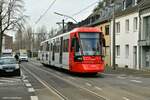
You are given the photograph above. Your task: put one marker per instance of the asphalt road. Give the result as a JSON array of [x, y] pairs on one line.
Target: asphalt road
[[46, 83]]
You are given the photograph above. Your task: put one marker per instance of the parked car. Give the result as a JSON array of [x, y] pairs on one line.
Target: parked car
[[9, 65], [23, 57]]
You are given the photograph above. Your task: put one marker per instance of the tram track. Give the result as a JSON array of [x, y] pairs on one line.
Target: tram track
[[120, 89], [70, 82]]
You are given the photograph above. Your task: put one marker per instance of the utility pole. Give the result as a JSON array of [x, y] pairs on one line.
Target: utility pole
[[63, 25], [1, 33], [114, 40]]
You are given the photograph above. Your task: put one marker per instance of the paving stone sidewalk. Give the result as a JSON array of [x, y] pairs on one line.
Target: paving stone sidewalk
[[138, 73]]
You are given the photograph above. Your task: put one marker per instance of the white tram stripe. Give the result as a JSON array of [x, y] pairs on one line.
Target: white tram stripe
[[125, 98], [31, 90], [136, 81], [88, 84], [12, 98]]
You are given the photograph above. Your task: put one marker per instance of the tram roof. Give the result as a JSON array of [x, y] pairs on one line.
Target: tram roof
[[80, 29]]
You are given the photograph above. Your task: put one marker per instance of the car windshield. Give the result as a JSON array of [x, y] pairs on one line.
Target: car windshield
[[7, 61], [90, 43]]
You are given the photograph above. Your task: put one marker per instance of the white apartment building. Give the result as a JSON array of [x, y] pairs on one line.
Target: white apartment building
[[126, 35], [144, 41]]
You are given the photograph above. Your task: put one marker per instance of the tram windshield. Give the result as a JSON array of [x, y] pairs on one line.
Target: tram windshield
[[90, 44]]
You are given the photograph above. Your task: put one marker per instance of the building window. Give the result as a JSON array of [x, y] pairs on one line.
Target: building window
[[118, 27], [107, 30], [135, 24], [127, 25], [118, 50], [146, 27], [65, 45], [126, 51]]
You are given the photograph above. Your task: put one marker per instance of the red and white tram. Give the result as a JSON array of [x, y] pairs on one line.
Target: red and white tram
[[77, 51]]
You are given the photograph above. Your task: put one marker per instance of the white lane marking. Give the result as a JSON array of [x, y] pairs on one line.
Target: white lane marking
[[136, 81], [70, 83], [12, 98], [88, 84], [34, 98], [26, 81], [53, 90], [71, 78], [9, 81], [98, 88], [28, 85], [121, 77], [125, 98], [31, 90]]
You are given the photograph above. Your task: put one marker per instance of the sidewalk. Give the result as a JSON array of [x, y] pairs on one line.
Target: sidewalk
[[127, 71]]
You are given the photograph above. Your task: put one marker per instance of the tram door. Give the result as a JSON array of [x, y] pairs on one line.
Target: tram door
[[61, 50]]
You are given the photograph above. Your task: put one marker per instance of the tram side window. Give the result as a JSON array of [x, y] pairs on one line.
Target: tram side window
[[47, 47], [75, 46], [65, 45]]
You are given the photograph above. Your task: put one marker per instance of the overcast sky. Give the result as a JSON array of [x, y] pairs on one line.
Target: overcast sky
[[35, 8]]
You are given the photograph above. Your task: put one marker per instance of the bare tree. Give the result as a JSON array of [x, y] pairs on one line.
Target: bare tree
[[40, 35], [11, 16]]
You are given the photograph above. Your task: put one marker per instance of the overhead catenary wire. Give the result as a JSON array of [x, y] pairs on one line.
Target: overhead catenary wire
[[45, 12], [87, 7]]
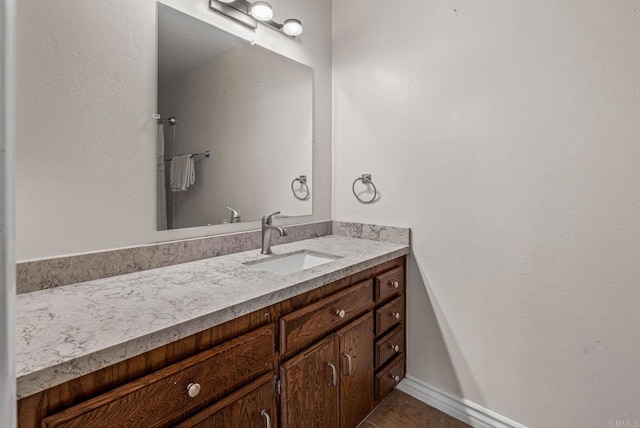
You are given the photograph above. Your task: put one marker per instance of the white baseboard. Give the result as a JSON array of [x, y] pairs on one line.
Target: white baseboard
[[462, 409]]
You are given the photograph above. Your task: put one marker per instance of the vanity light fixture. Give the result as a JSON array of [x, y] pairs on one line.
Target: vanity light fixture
[[249, 14], [261, 10]]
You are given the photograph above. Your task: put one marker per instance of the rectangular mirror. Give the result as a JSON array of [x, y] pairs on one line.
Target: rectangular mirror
[[242, 136]]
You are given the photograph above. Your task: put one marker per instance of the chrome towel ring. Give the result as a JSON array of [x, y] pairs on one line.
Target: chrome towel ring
[[366, 179], [303, 184]]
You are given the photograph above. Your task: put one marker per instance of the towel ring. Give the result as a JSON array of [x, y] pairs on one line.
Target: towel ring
[[366, 179], [303, 183]]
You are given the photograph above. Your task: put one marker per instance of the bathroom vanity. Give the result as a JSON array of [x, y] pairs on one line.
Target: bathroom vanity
[[324, 352]]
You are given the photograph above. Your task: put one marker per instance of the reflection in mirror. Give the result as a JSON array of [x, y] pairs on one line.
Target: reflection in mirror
[[247, 108]]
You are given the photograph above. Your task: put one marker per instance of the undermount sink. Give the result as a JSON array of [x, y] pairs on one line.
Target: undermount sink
[[285, 264]]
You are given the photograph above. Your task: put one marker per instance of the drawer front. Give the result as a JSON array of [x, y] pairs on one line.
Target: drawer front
[[252, 406], [389, 315], [304, 326], [389, 377], [389, 284], [389, 346], [157, 399]]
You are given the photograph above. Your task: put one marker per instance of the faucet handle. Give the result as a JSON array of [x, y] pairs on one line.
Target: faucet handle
[[267, 219]]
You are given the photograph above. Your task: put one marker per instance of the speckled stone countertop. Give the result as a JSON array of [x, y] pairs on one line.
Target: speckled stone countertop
[[66, 332]]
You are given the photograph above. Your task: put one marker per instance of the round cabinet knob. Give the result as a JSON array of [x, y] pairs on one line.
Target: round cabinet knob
[[193, 389]]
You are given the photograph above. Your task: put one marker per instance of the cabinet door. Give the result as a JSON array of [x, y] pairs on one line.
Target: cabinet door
[[253, 406], [309, 390], [356, 371]]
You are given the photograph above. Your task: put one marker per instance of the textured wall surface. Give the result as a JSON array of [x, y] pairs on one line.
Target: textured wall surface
[[7, 263], [87, 92], [507, 136]]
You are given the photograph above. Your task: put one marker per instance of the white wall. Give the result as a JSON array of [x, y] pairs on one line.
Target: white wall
[[251, 108], [86, 94], [507, 136], [7, 265]]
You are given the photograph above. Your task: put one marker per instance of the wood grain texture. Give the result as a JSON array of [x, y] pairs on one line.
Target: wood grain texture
[[160, 397], [384, 284], [386, 378], [242, 409], [386, 315], [385, 347], [356, 371], [304, 326], [33, 409], [307, 398]]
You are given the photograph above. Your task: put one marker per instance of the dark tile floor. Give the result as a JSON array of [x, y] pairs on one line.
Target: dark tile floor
[[400, 410]]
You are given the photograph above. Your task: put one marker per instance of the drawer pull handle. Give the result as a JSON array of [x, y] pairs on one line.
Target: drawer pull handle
[[334, 375], [348, 357], [193, 389], [266, 417]]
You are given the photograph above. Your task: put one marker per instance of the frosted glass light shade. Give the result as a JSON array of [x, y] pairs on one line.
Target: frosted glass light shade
[[261, 10], [292, 27]]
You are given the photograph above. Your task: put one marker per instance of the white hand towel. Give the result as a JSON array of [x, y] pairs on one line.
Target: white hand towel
[[183, 173]]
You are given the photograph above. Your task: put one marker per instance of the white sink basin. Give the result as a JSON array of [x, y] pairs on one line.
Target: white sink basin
[[293, 262]]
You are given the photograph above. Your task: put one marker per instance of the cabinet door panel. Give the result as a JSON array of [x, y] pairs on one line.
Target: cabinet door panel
[[309, 391], [249, 407], [356, 371]]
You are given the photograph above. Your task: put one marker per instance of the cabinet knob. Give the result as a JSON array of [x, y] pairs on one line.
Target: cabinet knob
[[193, 389], [267, 417]]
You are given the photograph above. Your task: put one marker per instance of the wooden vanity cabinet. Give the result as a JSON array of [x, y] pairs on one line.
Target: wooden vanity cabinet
[[331, 381], [309, 387], [252, 406], [356, 371], [324, 358]]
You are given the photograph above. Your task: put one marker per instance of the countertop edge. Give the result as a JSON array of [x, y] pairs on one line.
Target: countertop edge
[[43, 379]]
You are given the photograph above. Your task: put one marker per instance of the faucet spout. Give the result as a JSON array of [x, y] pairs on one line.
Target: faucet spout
[[267, 228]]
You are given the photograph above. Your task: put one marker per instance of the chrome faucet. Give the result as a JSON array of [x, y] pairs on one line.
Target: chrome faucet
[[267, 227]]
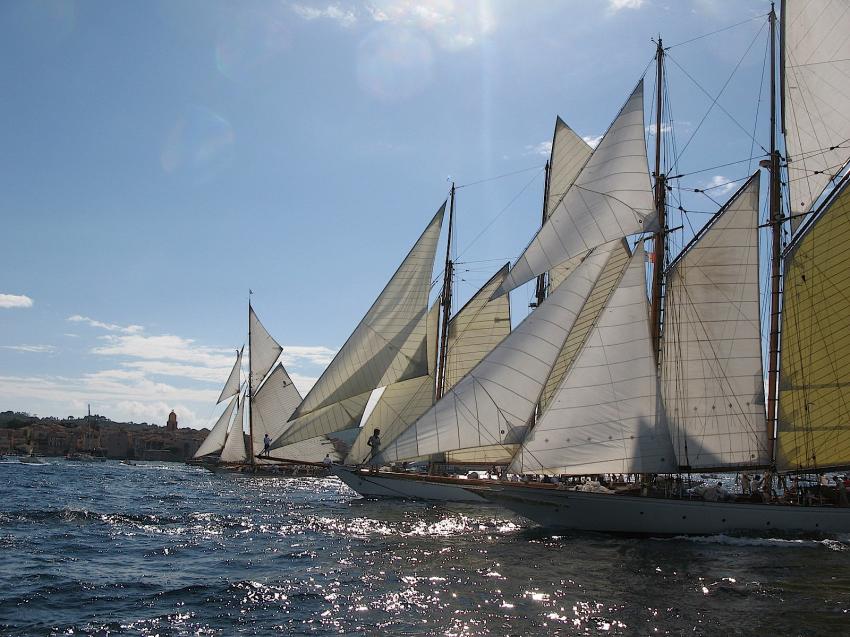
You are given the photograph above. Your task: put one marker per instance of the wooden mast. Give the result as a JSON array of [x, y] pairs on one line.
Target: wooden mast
[[541, 280], [446, 300], [660, 210], [775, 221]]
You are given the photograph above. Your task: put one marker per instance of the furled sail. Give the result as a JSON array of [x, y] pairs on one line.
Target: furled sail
[[586, 319], [606, 416], [264, 349], [569, 155], [494, 403], [231, 387], [235, 449], [214, 442], [389, 343], [816, 102], [476, 329], [336, 417], [401, 403], [814, 384], [272, 406], [712, 375], [611, 198]]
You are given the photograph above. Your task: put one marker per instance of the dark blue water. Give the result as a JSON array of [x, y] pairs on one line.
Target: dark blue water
[[166, 549]]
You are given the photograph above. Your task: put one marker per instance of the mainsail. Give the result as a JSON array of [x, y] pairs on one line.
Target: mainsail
[[214, 442], [234, 447], [272, 406], [606, 416], [389, 343], [264, 350], [814, 387], [494, 403], [816, 55], [712, 368], [569, 155], [231, 387], [611, 198]]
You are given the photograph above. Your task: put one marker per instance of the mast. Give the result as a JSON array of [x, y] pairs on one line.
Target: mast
[[541, 280], [446, 300], [660, 209], [775, 221], [250, 389]]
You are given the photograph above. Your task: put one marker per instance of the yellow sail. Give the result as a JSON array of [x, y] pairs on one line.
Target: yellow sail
[[814, 389]]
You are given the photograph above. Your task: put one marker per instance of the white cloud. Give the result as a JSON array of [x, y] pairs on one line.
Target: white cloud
[[544, 149], [15, 300], [592, 140], [334, 12], [720, 185], [617, 5], [36, 349], [109, 327]]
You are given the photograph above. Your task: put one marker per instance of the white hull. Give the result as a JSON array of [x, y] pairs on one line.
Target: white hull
[[654, 516], [408, 486]]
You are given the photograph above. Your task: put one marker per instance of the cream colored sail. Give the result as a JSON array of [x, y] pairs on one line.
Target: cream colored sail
[[264, 349], [494, 403], [231, 387], [606, 416], [569, 155], [586, 319], [816, 98], [401, 403], [814, 383], [712, 371], [235, 449], [476, 329], [389, 343], [272, 406], [214, 442], [611, 198]]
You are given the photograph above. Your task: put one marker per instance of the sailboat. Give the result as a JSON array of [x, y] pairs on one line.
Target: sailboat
[[266, 399], [678, 386]]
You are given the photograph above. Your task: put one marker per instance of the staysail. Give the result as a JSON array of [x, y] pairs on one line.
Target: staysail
[[235, 449], [264, 349], [231, 387], [272, 406], [816, 101], [494, 403], [214, 442], [606, 416], [569, 155], [712, 367], [611, 198], [814, 386], [389, 343]]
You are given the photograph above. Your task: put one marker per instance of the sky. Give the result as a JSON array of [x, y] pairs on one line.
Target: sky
[[159, 159]]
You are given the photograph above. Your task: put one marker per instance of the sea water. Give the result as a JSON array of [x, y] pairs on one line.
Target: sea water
[[168, 549]]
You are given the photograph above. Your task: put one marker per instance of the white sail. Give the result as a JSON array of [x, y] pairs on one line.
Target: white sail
[[569, 155], [712, 371], [816, 99], [610, 199], [264, 349], [235, 449], [586, 319], [231, 387], [476, 329], [494, 403], [606, 416], [214, 442], [389, 343], [272, 406], [336, 417]]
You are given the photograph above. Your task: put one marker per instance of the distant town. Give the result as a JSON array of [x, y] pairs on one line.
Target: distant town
[[23, 434]]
————
PROBLEM DETAILS.
Recast the lines of the items, from the line containing "the white sail." through the end of the items, as a Markdown table with the columns Row and Line Text. Number each row, and leave out blank lines.

ANSWER TO THIS EXERCISE.
| Row | Line Text |
|---|---|
| 1 | You are given the photograph above. Your task: put one marker per instance of the white sail. Give the result as a JSON array of [x, y] pairs on one line. |
| 2 | Target: white sail |
| 3 | [[569, 155], [712, 371], [816, 99], [610, 199], [264, 349], [235, 449], [586, 319], [231, 387], [476, 329], [494, 403], [606, 416], [214, 442], [389, 343], [272, 406], [336, 417]] |
| 4 | You are given the photograph above. Your task: put one marker per instance of the distant town. Give the result as a JSON array of [x, y] pairs on one line. |
| 5 | Target: distant town |
| 6 | [[23, 434]] |